──────── Article ────────
André de RIBAUPIERRE, courte biographie

René Gagnaux et sources citées dans le texte
René Gagnaux et sources citées dans le texte

29 mai 1893, Clarens - 17 janvier 1955, Rochester, N.Y., USA

André de Ribaupierre étudie le violon avec son frère, Émile de Ribaupierre (1887-1973), puis avec le maître polonais Ladislas Gorski. Il débute à 16 ans à Lausanne en 1909 dans la Symphonie espagnole de Lalo. L'année suivante, il joue à Londres avec succès. Sur les conseils de Paderewski, et sous son patronage, il fait ensuite des tournées en France (1911), en Angleterre, en Australie et en Nouvelle-Zélande (1912-1913) et à Berlin (1914).

La guerre de 1914 le ramène au pays où - à l'âge de vingt et un ans - il est nommé professeur des classes de virtuosité du Conservatoire de Lausanne. Cédant ensuite au désir qu'il a d'approcher Eugène Ysaÿe, il part à Cincinnati se perfectionner auprès de l'illustre violoniste, qui y dirige l'orchestre. Il travaille avec le maître et joue sous sa direction.

André de Ribaupierre fait ses débuts à New York en récital, le 30 mars 1920, à l'Aeolian Hall, avec une Sonate de Leclair, une transcription d'un Concerto de Mozart, une Sarabande et Bourrée de J.S. Bach, Rêve d'enfant et Lointain passé d'Ysaÿe, et Introduction et Rondo Capriccioso de Saint-Saëns. En mai 1920, Ysaÿe écrit une lettre de recommandation pour son élève:

"Je suis heureux de pouvoir, en toute conscience et en toute sincérité recommander le talent de tout premier ordre de M. André de Ribaupierre. Ce jeune violoniste est déjà un maître, son jeu est bien personnel, sa technique est parfaite et son sentiment très poétique et toujours de bon goût. M. de Ribaupierre est de plus un excellent musicien et un homme du monde d'une culture absolument supérieure. En le recommandant, je remplis un devoir d'artiste vis-à-vis d'un collègue plus qu'un plaisir de professeur vis-à-vis de son élève."

En 1921 Ysaÿe le désigne pour reprendre sa classe de virtuosité au Conservatoire de Cincinnati. À la même époque, Ernest Bloch l'appelle à l'Institut de musique de Cleveland. André de Ribaupierre se partagera au début entre ces deux institutions, avant de se consacrer entièrement à Cleveland, devenant l'ami et le bras droit de Bloch. Ardent défenseur de sa musique, André de Ribaupierre donnera par exemple la première mondiale de Baal Shem à Cleveland, le 6 février 1924 au Temple B'naï Jeshurun. Le 24 janvier 1925, il donne avec Béryl Rubinstein, la première mondiale du Poème Mystique qui leur est dédié, à New York. En juin 1925, Bloch part de l'Institut mais Ribaupierre restera à l'Institut de Cleveland.
──────── Données fournies ────────
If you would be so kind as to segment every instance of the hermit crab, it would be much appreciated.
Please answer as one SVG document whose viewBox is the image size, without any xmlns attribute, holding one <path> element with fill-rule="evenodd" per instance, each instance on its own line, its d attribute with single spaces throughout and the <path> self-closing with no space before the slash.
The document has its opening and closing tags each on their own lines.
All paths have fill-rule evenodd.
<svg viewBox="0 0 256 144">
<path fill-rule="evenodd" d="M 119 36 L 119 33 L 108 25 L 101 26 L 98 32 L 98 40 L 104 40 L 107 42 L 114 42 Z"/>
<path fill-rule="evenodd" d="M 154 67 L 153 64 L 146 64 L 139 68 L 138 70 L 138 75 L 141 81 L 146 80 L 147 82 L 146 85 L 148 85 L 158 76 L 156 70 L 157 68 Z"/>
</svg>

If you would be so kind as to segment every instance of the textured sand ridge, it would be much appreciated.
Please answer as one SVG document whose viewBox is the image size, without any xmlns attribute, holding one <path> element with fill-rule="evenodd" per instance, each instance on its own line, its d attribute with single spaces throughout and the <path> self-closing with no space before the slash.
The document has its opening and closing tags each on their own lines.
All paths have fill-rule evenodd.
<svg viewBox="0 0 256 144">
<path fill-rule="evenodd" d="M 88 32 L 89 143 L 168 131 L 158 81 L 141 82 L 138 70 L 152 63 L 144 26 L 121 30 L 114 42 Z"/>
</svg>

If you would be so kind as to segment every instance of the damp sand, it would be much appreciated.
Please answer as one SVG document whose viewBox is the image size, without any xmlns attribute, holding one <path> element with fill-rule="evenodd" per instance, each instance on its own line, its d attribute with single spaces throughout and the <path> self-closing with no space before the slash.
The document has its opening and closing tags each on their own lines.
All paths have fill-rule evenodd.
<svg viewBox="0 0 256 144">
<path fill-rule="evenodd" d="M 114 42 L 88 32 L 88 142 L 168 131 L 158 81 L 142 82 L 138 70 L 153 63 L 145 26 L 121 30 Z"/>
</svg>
────────
D'après la biographie, dans quelle œuvre André de Ribaupierre fait-il ses débuts à Lausanne en 1909 ?

Dans la Symphonie espagnole de Lalo.